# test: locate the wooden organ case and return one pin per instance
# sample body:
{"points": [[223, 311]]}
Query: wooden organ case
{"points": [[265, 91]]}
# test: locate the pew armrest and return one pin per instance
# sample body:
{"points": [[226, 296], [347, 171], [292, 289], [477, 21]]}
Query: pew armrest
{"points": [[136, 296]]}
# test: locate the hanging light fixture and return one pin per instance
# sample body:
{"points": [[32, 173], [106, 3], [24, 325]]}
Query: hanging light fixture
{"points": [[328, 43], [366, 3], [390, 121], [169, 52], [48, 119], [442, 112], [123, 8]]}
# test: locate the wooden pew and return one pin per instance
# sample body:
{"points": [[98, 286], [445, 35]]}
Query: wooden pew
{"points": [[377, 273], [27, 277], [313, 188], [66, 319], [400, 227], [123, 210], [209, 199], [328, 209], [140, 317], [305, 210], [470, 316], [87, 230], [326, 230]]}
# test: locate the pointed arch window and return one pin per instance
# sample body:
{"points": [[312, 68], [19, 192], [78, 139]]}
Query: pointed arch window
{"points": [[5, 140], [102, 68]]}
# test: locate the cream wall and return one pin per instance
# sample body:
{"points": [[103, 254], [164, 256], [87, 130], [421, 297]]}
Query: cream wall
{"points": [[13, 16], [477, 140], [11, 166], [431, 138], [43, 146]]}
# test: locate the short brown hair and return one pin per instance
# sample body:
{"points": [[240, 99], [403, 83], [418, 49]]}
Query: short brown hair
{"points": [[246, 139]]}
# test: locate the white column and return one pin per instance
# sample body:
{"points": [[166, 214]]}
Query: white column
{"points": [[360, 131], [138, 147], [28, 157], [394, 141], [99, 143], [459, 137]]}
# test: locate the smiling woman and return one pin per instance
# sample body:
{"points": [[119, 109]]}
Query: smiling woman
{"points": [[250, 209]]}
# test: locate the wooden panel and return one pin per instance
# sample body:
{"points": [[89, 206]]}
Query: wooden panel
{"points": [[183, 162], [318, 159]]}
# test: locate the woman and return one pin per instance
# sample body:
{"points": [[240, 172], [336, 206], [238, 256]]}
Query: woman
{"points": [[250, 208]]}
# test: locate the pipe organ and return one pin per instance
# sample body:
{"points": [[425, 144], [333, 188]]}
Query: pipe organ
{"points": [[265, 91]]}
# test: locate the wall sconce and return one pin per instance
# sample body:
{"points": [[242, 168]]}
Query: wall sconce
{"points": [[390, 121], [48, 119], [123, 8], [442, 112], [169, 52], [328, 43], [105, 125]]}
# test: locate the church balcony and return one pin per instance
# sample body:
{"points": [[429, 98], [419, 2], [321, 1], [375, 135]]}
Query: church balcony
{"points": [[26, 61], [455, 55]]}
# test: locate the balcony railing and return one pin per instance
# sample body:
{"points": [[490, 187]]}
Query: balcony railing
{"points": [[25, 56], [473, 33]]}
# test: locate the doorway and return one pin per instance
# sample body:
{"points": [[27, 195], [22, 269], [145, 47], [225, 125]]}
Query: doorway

================

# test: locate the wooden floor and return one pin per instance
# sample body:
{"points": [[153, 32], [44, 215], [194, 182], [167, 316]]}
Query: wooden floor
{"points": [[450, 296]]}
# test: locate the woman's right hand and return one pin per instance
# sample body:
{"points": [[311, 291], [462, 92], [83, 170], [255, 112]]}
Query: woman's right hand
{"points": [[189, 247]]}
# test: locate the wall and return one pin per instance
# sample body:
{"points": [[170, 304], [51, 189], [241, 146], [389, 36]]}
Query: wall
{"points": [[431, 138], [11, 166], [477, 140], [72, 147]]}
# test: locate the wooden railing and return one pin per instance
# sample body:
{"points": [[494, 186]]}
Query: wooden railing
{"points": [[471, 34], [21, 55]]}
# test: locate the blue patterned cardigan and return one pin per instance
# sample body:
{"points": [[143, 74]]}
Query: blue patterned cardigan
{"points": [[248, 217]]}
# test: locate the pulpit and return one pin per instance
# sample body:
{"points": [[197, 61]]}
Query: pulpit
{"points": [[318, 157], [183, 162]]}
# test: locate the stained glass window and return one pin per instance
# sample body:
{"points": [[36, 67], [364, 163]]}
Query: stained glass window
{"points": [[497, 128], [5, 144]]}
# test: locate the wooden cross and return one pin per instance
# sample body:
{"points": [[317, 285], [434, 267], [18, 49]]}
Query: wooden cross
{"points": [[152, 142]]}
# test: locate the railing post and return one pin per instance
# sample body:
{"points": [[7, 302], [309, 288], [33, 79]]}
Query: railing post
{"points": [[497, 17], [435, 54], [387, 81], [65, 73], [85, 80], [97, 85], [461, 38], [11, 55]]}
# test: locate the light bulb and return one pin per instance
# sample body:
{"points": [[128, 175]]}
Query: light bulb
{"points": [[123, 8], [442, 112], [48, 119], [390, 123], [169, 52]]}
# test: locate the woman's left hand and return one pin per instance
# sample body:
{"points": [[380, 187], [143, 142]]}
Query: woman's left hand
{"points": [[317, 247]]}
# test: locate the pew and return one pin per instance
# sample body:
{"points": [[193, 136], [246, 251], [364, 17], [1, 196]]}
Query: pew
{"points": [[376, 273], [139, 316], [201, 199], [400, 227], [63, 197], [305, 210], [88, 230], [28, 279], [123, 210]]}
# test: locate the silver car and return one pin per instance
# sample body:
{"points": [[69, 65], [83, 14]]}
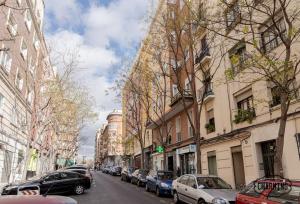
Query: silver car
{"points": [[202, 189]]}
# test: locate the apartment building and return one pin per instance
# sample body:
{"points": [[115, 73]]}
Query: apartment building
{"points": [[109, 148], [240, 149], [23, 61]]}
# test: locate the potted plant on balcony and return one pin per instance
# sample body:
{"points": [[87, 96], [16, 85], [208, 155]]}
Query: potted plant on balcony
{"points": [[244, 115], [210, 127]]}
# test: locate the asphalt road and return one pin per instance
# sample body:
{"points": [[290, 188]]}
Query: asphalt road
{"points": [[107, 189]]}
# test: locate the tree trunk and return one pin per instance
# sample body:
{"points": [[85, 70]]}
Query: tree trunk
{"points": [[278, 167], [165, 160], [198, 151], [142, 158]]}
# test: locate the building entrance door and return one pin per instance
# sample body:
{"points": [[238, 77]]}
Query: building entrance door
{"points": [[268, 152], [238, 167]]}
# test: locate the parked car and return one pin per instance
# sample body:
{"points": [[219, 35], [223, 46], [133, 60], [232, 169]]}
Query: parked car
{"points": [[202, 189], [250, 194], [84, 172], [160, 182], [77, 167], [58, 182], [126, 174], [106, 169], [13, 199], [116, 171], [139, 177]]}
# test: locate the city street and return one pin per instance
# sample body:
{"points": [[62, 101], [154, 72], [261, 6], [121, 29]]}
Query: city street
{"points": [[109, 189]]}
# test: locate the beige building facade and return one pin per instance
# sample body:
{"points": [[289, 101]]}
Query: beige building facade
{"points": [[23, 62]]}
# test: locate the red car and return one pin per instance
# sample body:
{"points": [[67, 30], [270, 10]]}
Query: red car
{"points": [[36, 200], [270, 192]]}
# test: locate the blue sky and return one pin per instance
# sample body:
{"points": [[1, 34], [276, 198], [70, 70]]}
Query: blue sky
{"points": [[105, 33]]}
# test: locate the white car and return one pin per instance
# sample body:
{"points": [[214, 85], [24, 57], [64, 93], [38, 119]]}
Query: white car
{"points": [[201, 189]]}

================

- Exercise description -
Nothing but a number should be written: how many lines of the preceding listing contain "doorway".

- Exercise output -
2